### REQUIREMENTS
Every entry that follows needs to be repeated exactly.

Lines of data
------

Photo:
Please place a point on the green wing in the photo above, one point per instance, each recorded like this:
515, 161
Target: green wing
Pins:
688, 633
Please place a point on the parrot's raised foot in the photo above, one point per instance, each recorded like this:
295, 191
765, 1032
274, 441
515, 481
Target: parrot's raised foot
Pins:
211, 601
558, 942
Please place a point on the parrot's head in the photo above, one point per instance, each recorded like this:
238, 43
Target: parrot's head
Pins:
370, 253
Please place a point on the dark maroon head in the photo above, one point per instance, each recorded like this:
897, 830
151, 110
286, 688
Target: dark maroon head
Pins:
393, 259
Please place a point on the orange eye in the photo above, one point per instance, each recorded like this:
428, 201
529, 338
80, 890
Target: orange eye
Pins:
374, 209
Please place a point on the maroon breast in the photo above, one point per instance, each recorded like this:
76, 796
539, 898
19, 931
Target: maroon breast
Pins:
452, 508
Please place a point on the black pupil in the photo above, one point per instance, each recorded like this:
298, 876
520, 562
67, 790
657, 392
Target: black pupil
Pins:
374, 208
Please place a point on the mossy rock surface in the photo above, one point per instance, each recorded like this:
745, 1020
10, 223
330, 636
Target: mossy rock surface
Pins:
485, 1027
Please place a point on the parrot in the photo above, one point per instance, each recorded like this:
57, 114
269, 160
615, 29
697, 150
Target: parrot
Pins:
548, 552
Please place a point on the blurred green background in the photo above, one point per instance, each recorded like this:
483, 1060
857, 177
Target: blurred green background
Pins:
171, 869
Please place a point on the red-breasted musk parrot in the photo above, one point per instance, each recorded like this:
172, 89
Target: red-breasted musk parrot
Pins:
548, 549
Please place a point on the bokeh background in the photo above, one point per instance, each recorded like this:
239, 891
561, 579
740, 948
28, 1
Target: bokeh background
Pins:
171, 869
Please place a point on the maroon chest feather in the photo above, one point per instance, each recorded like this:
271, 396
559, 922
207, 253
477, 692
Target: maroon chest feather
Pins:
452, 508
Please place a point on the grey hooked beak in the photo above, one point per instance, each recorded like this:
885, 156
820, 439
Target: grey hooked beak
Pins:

------

### EXERCISE ANSWER
Photo:
Please place a point on the green wing in the photo above, one point per instance, each recorded like this:
515, 161
Target: green wing
Pins:
688, 633
Please place a point on the parrot's raised foot in the photo above, one point per instance, each recorded like this:
295, 191
765, 1032
274, 441
515, 481
Target: parrot's raised foot
Pins:
211, 601
558, 942
Please place a point on the parrot's head in the photo above, one point per instance, each recorded like this:
238, 43
Target: parrot's head
Pins:
370, 253
Please place a point on the dark maroon head in the photo above, one point per instance, each recorded like this:
897, 830
151, 110
286, 688
Target: dark maroon head
Pins:
393, 259
Please place a point on the orange eye in the photo above, one point per instance, each recorded like this:
428, 201
529, 338
80, 890
Target: orange eye
Pins:
374, 209
Please place a point on the maroon breast in the photo above, one point per instance, each recorded like this:
76, 796
539, 898
19, 931
Target: maroon breast
Pins:
452, 508
Please place a point on the black pupil in the photo above, one point per instance, each recorded like this:
298, 876
520, 562
67, 790
657, 392
Target: black pupil
Pins:
374, 208
Please place a point on the mossy rock surface in the photo above, one point per instance, each recorded like this:
745, 1020
10, 223
330, 636
Target: mossy rock surface
Pins:
485, 1027
Please place a point on the parrot in the photo above, one point per instance, each recorded like this:
57, 114
269, 160
615, 29
697, 150
Target: parrot
Pins:
548, 552
Please place a point on the blurred green background in the photo above, one point per instance, each recorded like this:
483, 1060
857, 177
Target: blurred green background
Pins:
171, 869
Please place a point on the red-breasted musk parrot in the photo above, one point per instance, each recorded like this:
172, 89
Target: red-breasted musk parrot
Pins:
548, 549
Please place a point on the bokeh background in the photo above, one point per instance, each recorded like this:
239, 891
561, 579
740, 948
28, 1
Target: bokeh background
Pins:
171, 869
Please place a point on the maroon chest feather in the photo above, one point per instance, each recorded like this:
271, 396
559, 922
207, 253
477, 692
Target: maroon chest feather
Pins:
452, 508
Please place a point on the grey hooked beak in the photo above, one point per instance, each recorded like this:
885, 156
820, 439
Target: grey hooked beak
Pins:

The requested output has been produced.